_Document text_
╭──

Guide Labs debuts a new kind of interpretable LLM

Understanding why a deep learning model behaves the way it does is a major challenge. Whether it’s the odd political outputs from xAI’s Grok, ChatGPT’s tendency toward sycophancy, or the common issue of hallucinations, figuring out what happens inside a neural network with billions of parameters is incredibly difficult.

A San Francisco startup called Guide Labs, founded by CEO Julius Adebayo and chief science officer Aya Abdelsalam Ismail, is now offering a potential solution. The company has open-sourced an 8 billion parameter large language model named Steerling-8B. This model uses a new architecture designed to make its actions easily interpretable. Every token it produces can be traced back to its origins in the model’s training data.

This traceability can be used for simple tasks, like checking the reference materials for facts the model cites, or for more complex analysis, like understanding the model’s concept of humor or gender. As CEO Julius Adebayo explained, trying to find and control how a model encodes a concept like gender across billions of parameters with current models is a fragile process. He calls interpretability one of the holy grail questions in the field.

Adebayo began this research during his PhD at MIT, co-authoring a widely cited 2020 paper that showed existing methods for understanding deep learning models were unreliable. That work led to a new approach for building LLMs. Developers insert a concept layer into the model that organizes data into traceable categories. While this requires more upfront data annotation, the team used other AI models to assist, allowing them to train Steerling-8B as their largest proof of concept.

╰──

_What you are asked to do_
Can you copy the stretch of the Guide Labs article from "A San Francisco" through "model’s training data." word for word?

_Given entries_
╭──

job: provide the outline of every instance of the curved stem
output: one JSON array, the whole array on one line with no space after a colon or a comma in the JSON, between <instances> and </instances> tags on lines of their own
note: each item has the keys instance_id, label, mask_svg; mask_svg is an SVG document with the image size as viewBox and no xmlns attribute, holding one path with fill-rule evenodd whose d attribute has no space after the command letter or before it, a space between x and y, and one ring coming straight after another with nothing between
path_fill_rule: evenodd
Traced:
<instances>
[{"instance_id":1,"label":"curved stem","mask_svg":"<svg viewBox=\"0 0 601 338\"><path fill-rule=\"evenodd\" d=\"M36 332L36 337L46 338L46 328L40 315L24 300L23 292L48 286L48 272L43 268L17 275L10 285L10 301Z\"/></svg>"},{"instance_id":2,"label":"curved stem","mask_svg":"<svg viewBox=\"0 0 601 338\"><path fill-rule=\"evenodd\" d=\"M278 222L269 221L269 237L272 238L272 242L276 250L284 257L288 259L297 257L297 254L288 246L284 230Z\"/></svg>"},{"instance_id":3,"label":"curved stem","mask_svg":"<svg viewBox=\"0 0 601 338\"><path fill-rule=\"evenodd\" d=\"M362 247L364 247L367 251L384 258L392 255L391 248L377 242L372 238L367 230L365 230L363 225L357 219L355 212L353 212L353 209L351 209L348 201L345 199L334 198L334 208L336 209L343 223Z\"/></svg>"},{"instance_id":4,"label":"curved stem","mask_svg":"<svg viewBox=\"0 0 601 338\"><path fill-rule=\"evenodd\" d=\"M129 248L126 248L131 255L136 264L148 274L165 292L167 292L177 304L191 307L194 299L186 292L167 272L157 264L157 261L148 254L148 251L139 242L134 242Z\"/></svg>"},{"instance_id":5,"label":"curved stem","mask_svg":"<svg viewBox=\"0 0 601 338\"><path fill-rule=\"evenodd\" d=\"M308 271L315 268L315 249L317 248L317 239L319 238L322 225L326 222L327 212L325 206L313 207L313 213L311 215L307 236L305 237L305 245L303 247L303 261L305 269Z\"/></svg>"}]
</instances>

╰──

_Response_
A San Francisco startup called Guide Labs, founded by CEO Julius Adebayo and chief science officer Aya Abdelsalam Ismail, is now offering a potential solution. The company has open-sourced an 8 billion parameter large language model named Steerling-8B. This model uses a new architecture designed to make its actions easily interpretable. Every token it produces can be traced back to its origins in the model’s training data.